EXTRACT PROVIDED:
How To Install Solar Panels In 6 Easy Steps (with Pictures)
Solar panel installation is a complex project, but it’s possible to do most of the work yourself. In fact, self-installation is becoming popular these days as homeowners want to take advantage of the savings solar provides while cutting costs on hiring contractors.
Save the planet and save money on your power bill—with solar, you can have your cake and eat it too. The downside? You’ll need to do some extensive preparation before you even get up on your roof. There are permits, tax incentives, number crunching, not to mention ordering your panels and other equipment.
We would recommend hiring a solar energy consultant, even if you’re doing the installation yourself. They’ll be able to give you more detailed information about the tricky parts of solar systems and other relevant advice.
Let’s dive in so you can get your solar system up and running ASAP.
1. Size Your Ideal Solar System
First, you’ll need to determine how big of a solar system you need. It helps to understand your local weather, how much sunlight you get, local electricity rates, and how much power your household uses.
Use this handy calculator to determine how big of a system you need according to local weather data and electricity rates. PVWatts is a free government-provided tool to help figure out your ideal solar system size according to roof size and angle as well as house location.
On average, a 4 kWh solar system is enough for most average-sized homes, while 2-3 kWh systems are enough for smaller homes.
2. Get Permission To Install Solar
Now that you’ve planned out what you need, it’s time to get permission to actually go through with the installation. Typically, you’ll have to file building and electrical permits to be able to install a solar-electric system. This varies widely based on your municipality, so you will need to do some research on the topic.
Bear in mind that when you get the permits, you’re agreeing to an inspection of your system after installation.
If you have a homeowner’s association (HOA), you’ll need to consult with them and find out if they have requirements for solar installation. In some cases, they might require any solar systems to be installed by qualified and licensed contractors, so it’s best to find that out before you go any further.
3. Apply For Incentives
Many states have tax incentives for installing solar systems, and there’s also a federal tax credit, the ITC, which slashes your property taxes for a certain number of years. You should ask your consultant about which incentives you’re eligible for according to your region and apply for these prior to installation.

Entries from a pointing dataset

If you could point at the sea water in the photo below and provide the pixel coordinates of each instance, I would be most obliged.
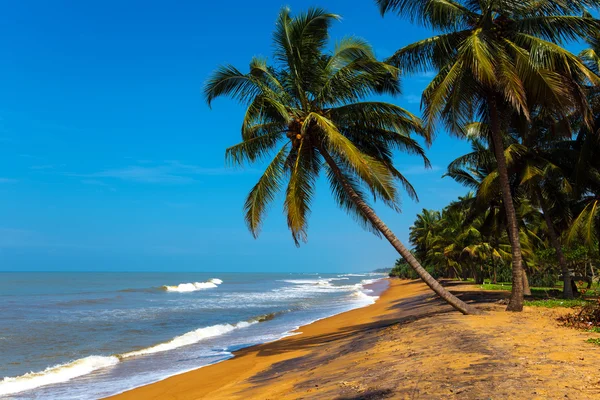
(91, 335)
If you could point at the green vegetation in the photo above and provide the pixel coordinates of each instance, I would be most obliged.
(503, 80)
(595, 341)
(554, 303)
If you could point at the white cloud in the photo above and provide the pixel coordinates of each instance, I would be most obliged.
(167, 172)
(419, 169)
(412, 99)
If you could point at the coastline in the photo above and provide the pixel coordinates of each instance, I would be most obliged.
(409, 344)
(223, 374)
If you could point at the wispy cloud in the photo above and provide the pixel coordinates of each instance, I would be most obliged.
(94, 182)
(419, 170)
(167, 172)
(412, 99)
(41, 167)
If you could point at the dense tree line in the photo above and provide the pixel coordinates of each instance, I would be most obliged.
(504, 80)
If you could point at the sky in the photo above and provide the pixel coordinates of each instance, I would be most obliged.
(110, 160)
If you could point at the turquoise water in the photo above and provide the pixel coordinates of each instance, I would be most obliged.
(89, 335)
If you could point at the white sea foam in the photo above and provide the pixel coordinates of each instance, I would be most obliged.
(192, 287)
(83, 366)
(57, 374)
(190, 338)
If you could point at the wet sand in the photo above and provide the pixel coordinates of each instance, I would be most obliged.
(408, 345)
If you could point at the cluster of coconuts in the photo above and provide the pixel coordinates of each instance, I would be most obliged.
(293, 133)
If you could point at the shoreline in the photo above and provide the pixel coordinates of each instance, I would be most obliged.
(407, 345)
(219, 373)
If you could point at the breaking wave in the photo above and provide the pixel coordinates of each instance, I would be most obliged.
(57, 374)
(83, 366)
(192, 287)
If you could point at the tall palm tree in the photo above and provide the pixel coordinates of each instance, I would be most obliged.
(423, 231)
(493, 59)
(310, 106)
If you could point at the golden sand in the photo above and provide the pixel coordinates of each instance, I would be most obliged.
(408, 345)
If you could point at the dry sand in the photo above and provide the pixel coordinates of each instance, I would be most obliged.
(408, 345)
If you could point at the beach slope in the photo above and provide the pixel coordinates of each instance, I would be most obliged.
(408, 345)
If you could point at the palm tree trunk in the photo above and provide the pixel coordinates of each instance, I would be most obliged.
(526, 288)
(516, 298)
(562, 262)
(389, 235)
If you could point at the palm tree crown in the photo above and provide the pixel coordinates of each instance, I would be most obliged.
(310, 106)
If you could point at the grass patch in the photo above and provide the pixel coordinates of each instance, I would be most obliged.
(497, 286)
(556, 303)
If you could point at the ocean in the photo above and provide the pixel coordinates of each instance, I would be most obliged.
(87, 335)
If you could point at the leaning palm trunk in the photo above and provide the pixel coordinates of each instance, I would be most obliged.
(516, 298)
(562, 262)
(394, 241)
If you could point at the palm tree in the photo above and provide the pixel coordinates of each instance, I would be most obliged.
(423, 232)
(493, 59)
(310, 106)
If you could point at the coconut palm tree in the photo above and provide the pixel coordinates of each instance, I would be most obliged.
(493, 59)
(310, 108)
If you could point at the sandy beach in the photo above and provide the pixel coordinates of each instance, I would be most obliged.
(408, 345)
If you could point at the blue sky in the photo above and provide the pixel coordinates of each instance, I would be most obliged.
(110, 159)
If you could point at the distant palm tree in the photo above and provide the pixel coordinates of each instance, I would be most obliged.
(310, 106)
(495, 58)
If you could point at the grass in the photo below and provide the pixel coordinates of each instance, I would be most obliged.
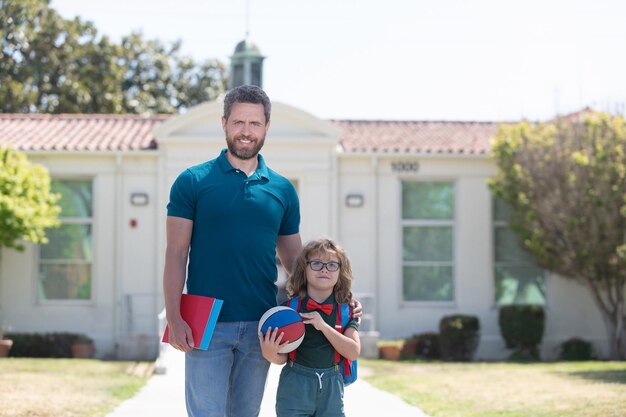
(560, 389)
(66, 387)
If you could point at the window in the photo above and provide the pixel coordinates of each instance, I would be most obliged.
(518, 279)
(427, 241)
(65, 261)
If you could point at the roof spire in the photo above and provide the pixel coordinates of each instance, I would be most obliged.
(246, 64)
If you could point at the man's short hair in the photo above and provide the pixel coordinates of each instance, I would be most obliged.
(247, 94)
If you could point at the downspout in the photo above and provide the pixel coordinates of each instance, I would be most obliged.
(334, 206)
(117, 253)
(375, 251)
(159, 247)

SET OF TASKS:
(a) Answer these from the solar installation guide:
(i) What size solar system is enough for most average-sized homes?
(ii) When you get the permits, what are you agreeing to?
(iii) What is the name of the federal tax credit mentioned?
(b) Revise the records from the line with "If you could point at the leaning" through the end of the records, replacing "I would be most obliged" with "I would be grateful" each time and changing nothing else. Return only those lines, and leave the pictures out.

ANSWERS:
(a)
(i) A 4 kWh solar system.
(ii) An inspection of your system after installation.
(iii) The ITC.

(b)
If you could point at the leaning palm trunk in the photo above and provide the pixel coordinates of each instance, I would be grateful.
(516, 298)
(562, 262)
(394, 241)
If you could point at the palm tree in the photo above and provide the pixel coordinates of each instance, I would be grateful.
(423, 232)
(493, 59)
(310, 106)
If you could point at the coconut palm tree in the photo above and provide the pixel coordinates of each instance, I would be grateful.
(493, 59)
(310, 108)
If you could point at the sandy beach in the photo above and provide the pixel coordinates of each instance, I would be grateful.
(408, 345)
If you could point at the blue sky in the photo above and provide the pixel coordinates of each instance, I would be grateful.
(110, 159)
If you could point at the distant palm tree in the photo above and provide the pixel coordinates of each instance, I would be grateful.
(310, 106)
(495, 58)
If you could point at the grass in the photo below and provide the pixel coordinates of each instance, I would be grateful.
(560, 389)
(66, 387)
If you could point at the window in the photo above and provide the pixel coordinates of each instance, I would be grateful.
(518, 279)
(427, 241)
(65, 261)
If you could point at the roof spire in the photo above and provide the pixel coordinates of each instance, I would be grateful.
(246, 64)
If you could point at the man's short hair in the photo above and provide the pixel coordinates of each instance, I would be grateful.
(247, 94)
If you could point at the downspout in the photo above and provide the pixel coordinates of each instance, I would be grateful.
(334, 206)
(117, 253)
(375, 251)
(159, 247)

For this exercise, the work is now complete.